— BEGIN SOURCE RECORDS —
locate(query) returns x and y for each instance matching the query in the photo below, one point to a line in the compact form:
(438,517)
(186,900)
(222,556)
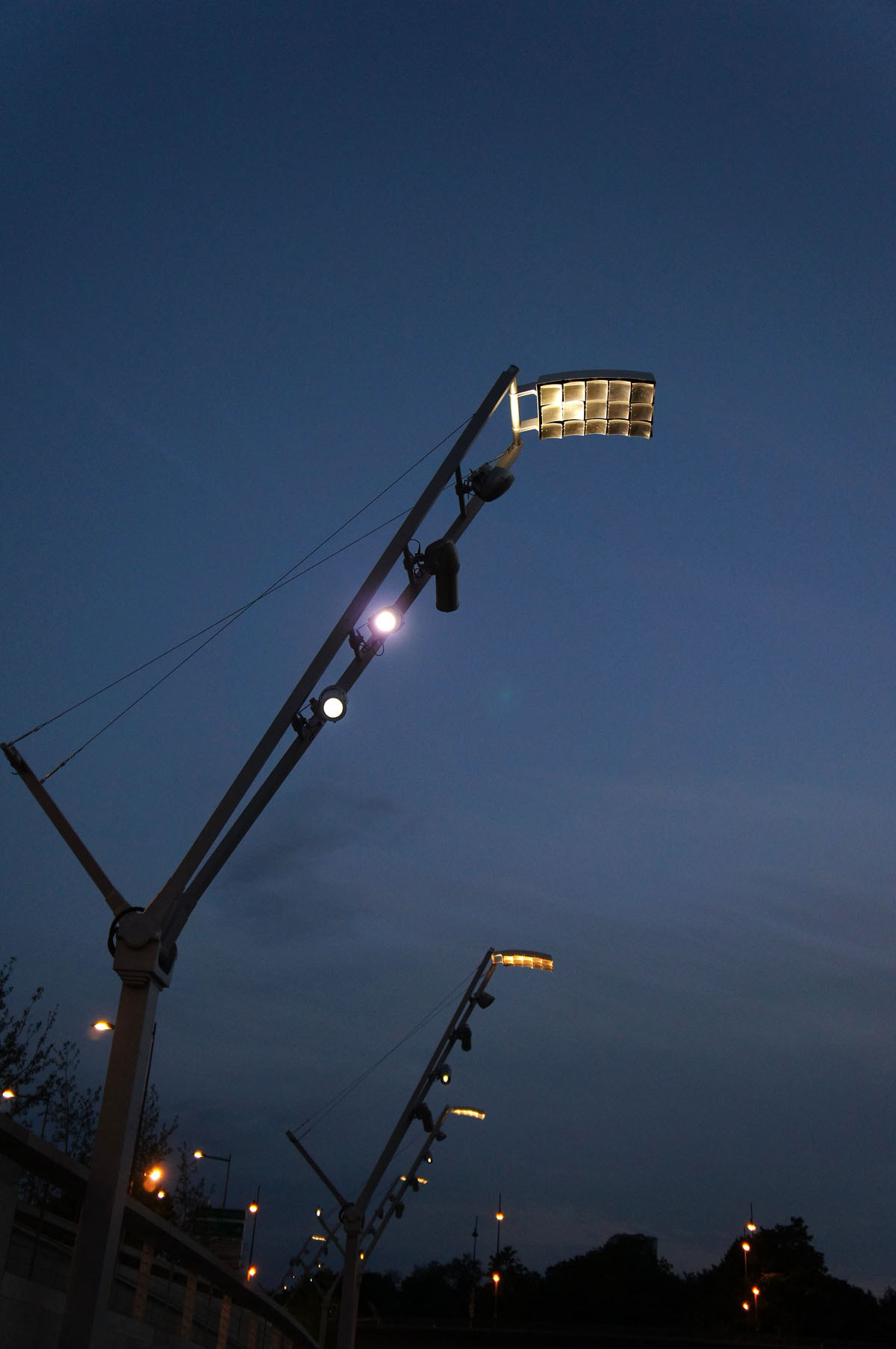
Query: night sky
(261,258)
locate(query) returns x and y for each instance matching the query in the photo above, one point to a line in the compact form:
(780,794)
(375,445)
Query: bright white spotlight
(331,704)
(385,621)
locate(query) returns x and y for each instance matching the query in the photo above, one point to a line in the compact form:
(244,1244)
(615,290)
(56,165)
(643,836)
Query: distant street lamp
(214,1156)
(143,940)
(252,1209)
(352,1213)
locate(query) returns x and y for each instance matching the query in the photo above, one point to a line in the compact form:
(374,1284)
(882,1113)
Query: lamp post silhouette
(354,1212)
(142,940)
(215,1156)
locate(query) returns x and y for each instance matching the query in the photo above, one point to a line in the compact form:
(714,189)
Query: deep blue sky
(258,258)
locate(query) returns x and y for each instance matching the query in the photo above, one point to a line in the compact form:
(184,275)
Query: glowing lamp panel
(524,959)
(595,406)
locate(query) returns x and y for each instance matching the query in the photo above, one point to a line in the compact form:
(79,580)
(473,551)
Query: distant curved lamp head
(332,704)
(588,403)
(524,959)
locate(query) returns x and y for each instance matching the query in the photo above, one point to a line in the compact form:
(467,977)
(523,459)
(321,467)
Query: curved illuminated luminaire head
(524,959)
(385,621)
(590,403)
(332,703)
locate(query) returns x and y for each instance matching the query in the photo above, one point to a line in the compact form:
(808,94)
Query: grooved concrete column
(10,1176)
(143,1280)
(224,1320)
(189,1306)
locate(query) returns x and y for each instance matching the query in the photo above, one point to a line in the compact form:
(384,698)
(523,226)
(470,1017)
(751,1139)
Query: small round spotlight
(385,621)
(332,703)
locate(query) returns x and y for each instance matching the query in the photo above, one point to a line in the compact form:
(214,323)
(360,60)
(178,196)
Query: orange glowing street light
(143,940)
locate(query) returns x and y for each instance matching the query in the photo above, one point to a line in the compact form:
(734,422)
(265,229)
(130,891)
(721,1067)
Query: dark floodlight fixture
(385,621)
(441,562)
(332,704)
(591,403)
(424,1114)
(490,482)
(524,959)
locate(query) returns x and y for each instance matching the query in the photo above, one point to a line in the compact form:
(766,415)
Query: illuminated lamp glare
(332,703)
(594,403)
(385,621)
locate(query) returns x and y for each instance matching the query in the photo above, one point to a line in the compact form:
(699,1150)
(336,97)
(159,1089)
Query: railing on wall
(165,1280)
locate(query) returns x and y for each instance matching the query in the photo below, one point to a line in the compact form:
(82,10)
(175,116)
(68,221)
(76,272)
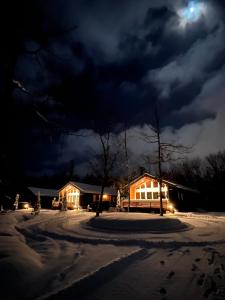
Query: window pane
(148,183)
(155,195)
(155,183)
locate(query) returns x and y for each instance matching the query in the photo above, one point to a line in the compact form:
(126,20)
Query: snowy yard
(65,255)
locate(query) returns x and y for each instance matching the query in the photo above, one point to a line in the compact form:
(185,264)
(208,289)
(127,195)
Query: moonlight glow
(192,12)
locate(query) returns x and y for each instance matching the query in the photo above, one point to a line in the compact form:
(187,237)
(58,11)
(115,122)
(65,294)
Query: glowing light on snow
(192,12)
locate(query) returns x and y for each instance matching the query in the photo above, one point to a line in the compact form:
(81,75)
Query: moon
(192,12)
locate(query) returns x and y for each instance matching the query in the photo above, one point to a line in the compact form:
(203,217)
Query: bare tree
(165,151)
(104,163)
(127,167)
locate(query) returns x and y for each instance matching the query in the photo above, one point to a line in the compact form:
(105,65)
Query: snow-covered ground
(64,255)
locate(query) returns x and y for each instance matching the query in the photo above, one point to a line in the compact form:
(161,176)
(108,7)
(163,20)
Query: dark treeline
(206,175)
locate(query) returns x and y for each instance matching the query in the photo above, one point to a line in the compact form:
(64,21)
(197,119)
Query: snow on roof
(170,183)
(43,191)
(93,189)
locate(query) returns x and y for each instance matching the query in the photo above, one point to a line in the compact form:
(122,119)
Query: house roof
(170,183)
(43,191)
(92,189)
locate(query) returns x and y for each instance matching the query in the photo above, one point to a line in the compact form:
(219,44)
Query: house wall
(144,193)
(72,196)
(76,199)
(147,189)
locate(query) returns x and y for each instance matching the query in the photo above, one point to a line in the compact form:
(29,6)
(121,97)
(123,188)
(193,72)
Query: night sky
(78,66)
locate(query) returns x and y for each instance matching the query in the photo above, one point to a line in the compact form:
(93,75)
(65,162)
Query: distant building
(144,194)
(47,195)
(80,195)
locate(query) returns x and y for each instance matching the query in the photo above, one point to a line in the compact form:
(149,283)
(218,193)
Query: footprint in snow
(162,291)
(171,274)
(194,267)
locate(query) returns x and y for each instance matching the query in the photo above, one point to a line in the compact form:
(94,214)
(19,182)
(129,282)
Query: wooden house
(80,195)
(144,194)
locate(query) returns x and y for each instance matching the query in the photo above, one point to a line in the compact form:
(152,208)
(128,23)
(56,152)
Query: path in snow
(60,257)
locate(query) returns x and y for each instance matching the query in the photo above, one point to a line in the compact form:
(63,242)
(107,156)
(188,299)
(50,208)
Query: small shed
(47,195)
(80,195)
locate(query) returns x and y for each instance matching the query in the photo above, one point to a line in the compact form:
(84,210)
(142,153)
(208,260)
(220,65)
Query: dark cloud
(100,62)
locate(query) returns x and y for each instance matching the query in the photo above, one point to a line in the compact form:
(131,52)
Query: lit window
(149,195)
(155,195)
(163,195)
(148,183)
(155,183)
(142,195)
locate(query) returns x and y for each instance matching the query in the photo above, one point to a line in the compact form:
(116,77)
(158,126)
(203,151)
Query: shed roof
(43,191)
(92,189)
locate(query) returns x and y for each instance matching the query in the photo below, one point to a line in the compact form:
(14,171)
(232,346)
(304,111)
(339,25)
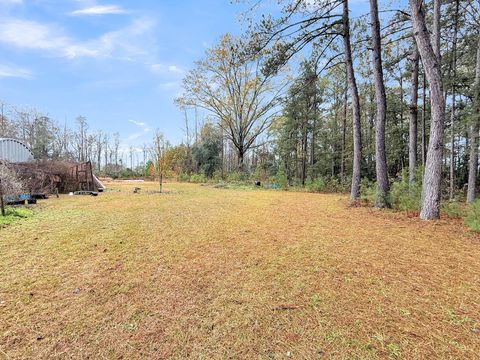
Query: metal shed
(14,151)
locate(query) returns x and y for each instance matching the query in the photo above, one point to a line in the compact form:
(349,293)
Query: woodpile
(50,177)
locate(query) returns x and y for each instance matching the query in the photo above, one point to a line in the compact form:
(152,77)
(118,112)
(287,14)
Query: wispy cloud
(164,69)
(144,129)
(11,2)
(13,71)
(138,123)
(124,43)
(99,10)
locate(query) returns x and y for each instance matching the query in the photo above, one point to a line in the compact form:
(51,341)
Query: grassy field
(213,273)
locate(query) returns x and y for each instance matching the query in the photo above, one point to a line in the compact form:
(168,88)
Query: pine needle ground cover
(232,273)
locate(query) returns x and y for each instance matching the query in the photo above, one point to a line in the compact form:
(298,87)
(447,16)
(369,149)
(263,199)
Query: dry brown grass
(213,273)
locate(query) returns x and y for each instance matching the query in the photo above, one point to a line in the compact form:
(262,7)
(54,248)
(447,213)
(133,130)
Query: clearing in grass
(216,273)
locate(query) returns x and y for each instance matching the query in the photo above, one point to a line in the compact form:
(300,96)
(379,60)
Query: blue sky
(119,63)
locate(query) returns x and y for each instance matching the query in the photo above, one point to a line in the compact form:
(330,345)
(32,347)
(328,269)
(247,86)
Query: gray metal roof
(12,150)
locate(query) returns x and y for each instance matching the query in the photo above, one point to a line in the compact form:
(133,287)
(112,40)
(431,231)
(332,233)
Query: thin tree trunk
(453,112)
(433,169)
(452,149)
(412,143)
(2,204)
(424,120)
(436,28)
(357,134)
(381,97)
(344,133)
(473,161)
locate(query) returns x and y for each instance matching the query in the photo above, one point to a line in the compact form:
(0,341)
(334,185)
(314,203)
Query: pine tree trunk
(473,162)
(413,128)
(352,83)
(381,97)
(453,111)
(424,120)
(2,204)
(433,169)
(344,133)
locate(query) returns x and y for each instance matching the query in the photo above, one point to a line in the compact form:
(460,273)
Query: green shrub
(472,220)
(238,177)
(218,176)
(183,177)
(281,179)
(404,196)
(317,185)
(368,191)
(198,178)
(13,214)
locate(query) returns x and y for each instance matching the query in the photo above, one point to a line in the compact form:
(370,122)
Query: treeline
(374,97)
(48,139)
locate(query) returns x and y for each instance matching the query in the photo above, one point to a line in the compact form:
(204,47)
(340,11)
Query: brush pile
(49,177)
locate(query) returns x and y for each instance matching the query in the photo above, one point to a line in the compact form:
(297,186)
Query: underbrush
(13,214)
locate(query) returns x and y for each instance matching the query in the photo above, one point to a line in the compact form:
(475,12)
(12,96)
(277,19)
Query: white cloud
(11,2)
(138,123)
(31,35)
(164,69)
(167,86)
(98,10)
(144,129)
(11,71)
(125,43)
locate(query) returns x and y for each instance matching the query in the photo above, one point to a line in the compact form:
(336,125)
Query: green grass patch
(13,214)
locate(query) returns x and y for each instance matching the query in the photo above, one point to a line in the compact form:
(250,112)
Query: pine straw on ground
(219,273)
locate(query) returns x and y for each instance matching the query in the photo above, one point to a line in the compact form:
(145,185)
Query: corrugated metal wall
(12,150)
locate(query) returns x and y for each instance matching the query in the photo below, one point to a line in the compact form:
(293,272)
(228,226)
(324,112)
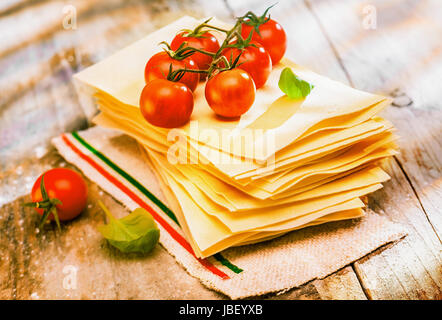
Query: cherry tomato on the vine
(272,37)
(166,104)
(254,59)
(230,93)
(65,185)
(159,64)
(206,41)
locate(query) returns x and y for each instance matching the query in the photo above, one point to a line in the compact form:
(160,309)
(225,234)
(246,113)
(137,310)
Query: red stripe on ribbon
(175,235)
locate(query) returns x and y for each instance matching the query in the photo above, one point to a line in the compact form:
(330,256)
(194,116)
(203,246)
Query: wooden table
(390,47)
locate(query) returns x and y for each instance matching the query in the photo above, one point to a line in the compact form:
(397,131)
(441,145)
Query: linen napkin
(117,164)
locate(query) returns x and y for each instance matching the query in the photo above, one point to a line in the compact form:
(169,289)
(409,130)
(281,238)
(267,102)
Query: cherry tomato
(158,68)
(166,104)
(255,60)
(273,38)
(65,185)
(230,93)
(206,42)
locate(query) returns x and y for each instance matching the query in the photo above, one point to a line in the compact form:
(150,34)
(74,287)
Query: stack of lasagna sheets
(286,164)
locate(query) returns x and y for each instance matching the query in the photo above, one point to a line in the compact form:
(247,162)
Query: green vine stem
(48,205)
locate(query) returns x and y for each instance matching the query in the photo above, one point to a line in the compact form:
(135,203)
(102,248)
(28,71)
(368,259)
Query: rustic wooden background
(401,56)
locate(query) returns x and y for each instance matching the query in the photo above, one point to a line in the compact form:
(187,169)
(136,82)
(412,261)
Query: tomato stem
(48,205)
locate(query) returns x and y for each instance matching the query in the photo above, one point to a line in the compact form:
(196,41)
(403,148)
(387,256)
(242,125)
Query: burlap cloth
(271,266)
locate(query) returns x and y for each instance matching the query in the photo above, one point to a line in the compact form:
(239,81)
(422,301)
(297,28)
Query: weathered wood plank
(40,263)
(37,93)
(399,54)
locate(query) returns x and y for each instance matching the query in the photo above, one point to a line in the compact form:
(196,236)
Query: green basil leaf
(292,86)
(136,232)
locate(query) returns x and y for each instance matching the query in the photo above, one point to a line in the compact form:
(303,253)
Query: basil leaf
(292,86)
(136,232)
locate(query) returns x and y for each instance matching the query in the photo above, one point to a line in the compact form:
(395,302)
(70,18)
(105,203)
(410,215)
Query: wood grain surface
(400,56)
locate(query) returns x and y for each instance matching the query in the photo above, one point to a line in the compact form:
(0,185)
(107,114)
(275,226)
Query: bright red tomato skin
(230,93)
(206,42)
(255,60)
(65,185)
(166,104)
(273,38)
(158,68)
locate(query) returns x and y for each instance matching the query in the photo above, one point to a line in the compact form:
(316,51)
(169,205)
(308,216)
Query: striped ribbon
(175,235)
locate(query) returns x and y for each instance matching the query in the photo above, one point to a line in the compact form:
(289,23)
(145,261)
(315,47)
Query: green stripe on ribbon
(128,177)
(227,263)
(147,193)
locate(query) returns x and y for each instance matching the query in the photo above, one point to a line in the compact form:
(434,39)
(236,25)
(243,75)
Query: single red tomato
(272,37)
(158,68)
(206,41)
(254,59)
(166,104)
(230,93)
(65,185)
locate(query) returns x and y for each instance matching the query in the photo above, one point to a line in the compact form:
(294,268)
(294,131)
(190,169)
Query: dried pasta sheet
(284,165)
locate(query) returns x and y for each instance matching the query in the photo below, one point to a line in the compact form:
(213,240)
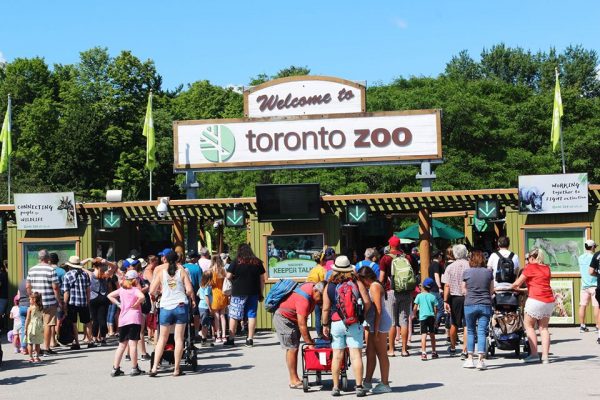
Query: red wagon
(317,362)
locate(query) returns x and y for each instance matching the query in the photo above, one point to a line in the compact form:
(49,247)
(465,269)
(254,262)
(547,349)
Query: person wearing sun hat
(343,336)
— END SOURCE RECORDS —
SHORT PROBLEM: Count the lines above that contain the word "vine", and reply with only that number.

CORRECT RESPONSE: 2